Vincent Gasco

Personal information
- Date of birth: 22 July 1907
- Place of birth: Torreblanca, Spain
- Date of death: 5 December 1961 (aged 54)
- Place of death: 4th arrondissement of Paris, France
- Position: Defender

Senior career*
- Years: Team / Apps / (Gls)
- 1927–1935: Sète
- 1935–1936: Mulhouse
- 1936–: Olympique Alès

= Vincent Gasco =

Spanish footballer (1907–1961)

Vincent Gasco (22 July 1907 – 5 December 1961) was a Spanish footballer who played as a defender for Sète in the early 1930s.

==Early life==
Born in the Valencian town of Torreblanca on 22 July 1907, Gasco was living in the Hérault town of Sète in December 1931, where he worked as an electrician. Two years later, in October 1933, he was released from his military service.

==Career==
Gasco joined the ranks of FC Sète at some point in the mid-1920s; for instance, in September 1927, he was playing for the club's reserve team, providing the assist for a consolation goal against a team from Ganges.

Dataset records
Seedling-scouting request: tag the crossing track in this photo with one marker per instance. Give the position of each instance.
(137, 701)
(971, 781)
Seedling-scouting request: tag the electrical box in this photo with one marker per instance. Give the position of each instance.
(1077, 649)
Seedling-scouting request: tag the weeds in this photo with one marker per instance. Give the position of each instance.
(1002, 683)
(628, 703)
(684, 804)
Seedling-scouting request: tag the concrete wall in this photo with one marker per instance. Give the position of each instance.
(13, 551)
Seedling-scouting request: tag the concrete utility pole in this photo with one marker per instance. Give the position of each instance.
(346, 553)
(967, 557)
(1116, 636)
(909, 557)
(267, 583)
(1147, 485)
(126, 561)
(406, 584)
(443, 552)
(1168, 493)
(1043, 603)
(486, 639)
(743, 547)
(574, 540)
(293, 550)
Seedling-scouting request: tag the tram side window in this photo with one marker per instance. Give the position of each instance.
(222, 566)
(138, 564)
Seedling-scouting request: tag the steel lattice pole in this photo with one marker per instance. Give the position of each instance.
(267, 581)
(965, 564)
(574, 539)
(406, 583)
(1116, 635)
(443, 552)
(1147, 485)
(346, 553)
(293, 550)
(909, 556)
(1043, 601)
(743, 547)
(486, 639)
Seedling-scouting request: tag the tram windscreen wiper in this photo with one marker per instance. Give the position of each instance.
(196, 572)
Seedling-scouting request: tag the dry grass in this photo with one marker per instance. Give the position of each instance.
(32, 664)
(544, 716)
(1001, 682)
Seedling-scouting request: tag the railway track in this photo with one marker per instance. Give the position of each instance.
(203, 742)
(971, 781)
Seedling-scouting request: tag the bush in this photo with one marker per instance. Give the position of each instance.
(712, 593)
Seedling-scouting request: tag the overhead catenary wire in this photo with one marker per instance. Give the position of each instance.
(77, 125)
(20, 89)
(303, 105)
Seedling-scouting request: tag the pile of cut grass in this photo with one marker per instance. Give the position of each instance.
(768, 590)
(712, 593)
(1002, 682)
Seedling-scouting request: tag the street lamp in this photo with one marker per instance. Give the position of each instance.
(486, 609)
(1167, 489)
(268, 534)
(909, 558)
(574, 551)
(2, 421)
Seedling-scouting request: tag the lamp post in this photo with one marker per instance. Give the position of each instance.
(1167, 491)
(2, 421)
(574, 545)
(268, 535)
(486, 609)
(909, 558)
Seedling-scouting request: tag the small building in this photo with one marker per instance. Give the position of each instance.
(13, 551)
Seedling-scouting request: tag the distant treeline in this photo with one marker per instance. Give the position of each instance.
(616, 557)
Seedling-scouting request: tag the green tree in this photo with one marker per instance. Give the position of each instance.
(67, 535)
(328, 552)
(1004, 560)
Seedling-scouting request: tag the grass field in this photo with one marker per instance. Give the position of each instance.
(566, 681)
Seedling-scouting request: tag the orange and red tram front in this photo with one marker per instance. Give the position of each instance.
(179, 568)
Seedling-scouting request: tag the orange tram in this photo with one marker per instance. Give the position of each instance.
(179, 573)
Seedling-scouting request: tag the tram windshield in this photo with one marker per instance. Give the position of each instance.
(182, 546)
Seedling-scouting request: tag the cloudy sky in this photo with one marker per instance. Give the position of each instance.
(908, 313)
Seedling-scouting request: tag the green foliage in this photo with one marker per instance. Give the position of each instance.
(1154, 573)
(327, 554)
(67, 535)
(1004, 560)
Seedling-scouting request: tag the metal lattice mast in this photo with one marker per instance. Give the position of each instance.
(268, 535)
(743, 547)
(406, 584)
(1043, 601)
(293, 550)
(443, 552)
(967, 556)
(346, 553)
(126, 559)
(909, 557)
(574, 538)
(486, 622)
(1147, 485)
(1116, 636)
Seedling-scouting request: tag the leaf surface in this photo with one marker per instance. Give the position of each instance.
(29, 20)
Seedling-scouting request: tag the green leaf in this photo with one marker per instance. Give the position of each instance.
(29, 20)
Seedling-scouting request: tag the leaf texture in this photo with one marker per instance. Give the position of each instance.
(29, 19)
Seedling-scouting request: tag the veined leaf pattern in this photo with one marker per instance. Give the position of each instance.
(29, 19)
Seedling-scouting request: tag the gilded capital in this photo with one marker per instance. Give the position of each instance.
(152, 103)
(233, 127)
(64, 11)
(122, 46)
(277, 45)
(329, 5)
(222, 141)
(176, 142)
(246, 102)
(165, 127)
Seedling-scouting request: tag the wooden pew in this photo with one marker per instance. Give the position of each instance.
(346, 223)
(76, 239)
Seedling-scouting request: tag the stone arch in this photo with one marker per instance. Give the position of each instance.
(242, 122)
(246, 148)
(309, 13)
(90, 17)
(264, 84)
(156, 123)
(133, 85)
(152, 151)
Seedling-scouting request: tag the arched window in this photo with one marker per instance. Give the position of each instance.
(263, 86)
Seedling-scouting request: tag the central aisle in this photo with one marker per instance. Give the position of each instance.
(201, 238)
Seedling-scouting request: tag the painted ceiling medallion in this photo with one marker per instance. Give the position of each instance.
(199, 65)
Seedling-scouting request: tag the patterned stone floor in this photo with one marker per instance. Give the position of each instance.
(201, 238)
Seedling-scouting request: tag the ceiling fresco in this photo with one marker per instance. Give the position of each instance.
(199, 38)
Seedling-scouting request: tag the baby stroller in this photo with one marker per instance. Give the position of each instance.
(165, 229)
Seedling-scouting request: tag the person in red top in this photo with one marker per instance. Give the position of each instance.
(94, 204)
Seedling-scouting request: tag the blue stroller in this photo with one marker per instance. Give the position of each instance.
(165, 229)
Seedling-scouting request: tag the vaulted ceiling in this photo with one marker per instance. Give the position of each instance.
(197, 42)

*Exercise set*
1. In the Vincent Gasco biography, what was Gasco's occupation while he lived in Sète in December 1931?
2. Transcribe the stretch of the Vincent Gasco biography from "Senior career*" through "Spanish footballer (1907–1961)".

*Task-by-task outputs*
1. He worked as an electrician.

2.
Senior career*
- Years: Team / Apps / (Gls)
- 1927–1935: Sète
- 1935–1936: Mulhouse
- 1936–: Olympique Alès

= Vincent Gasco =

Spanish footballer (1907–1961)